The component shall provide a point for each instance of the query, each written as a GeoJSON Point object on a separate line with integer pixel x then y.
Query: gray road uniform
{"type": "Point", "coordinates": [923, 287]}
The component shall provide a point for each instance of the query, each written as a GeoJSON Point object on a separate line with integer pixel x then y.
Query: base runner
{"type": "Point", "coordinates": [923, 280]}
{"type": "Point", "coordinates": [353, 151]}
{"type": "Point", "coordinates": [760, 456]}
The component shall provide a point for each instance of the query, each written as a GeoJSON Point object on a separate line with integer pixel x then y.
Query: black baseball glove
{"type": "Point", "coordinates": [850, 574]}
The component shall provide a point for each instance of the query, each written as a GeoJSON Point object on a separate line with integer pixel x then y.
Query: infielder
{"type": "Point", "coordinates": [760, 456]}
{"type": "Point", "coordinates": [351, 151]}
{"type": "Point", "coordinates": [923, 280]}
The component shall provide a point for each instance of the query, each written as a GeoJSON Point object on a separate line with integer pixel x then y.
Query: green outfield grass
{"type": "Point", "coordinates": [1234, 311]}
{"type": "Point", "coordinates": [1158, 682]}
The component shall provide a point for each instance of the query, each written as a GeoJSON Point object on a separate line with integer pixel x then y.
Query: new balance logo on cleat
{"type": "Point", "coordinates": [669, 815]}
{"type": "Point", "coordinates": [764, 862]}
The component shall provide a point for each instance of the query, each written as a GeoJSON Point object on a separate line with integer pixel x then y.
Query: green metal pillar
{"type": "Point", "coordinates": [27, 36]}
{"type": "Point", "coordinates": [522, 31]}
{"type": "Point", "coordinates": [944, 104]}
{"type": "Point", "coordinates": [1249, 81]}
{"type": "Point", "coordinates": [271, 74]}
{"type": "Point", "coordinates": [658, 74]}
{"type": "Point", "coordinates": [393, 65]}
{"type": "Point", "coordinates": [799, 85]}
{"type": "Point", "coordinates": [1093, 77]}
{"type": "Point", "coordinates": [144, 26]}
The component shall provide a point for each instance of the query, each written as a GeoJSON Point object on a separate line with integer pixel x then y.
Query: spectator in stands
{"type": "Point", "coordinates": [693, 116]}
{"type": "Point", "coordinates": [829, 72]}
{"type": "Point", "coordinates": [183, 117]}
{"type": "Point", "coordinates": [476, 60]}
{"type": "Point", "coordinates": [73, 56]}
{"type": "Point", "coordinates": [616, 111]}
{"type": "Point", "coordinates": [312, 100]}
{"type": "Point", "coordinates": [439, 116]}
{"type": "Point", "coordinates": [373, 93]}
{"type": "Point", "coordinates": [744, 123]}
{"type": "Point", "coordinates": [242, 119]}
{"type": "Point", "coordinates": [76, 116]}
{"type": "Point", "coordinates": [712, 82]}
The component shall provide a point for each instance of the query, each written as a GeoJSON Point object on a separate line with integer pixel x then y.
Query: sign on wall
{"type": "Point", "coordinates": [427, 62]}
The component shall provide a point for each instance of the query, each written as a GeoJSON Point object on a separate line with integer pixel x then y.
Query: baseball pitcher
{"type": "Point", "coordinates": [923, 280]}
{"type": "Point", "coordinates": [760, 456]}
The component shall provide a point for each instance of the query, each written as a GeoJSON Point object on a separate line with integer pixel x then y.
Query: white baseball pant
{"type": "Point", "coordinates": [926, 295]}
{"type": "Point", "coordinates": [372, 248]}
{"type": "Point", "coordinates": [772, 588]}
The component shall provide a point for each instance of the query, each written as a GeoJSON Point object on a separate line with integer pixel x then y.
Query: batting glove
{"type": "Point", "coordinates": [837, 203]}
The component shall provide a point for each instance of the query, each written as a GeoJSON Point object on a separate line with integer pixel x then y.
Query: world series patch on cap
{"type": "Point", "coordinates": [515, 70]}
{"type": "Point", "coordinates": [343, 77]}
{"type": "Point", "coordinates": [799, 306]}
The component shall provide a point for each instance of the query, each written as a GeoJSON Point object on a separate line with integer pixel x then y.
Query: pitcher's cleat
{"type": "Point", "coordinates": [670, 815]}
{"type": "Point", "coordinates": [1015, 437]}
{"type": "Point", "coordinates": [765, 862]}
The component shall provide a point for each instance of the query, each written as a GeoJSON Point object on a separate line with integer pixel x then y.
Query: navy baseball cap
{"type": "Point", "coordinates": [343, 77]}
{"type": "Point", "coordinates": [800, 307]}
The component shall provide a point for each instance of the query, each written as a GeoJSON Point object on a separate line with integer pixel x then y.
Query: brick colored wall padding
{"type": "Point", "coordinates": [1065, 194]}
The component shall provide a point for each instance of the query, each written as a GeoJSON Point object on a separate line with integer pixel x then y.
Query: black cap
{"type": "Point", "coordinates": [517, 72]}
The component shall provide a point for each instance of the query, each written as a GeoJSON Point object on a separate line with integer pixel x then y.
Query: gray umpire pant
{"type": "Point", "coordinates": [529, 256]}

━━━

## What the task requires
List each line of the material above that contains the string "baseball", treating uppercase and lowercase letters as distinct.

## Solution
Query: black baseball glove
Query: baseball pitcher
Query: white baseball pant
Query: navy baseball cap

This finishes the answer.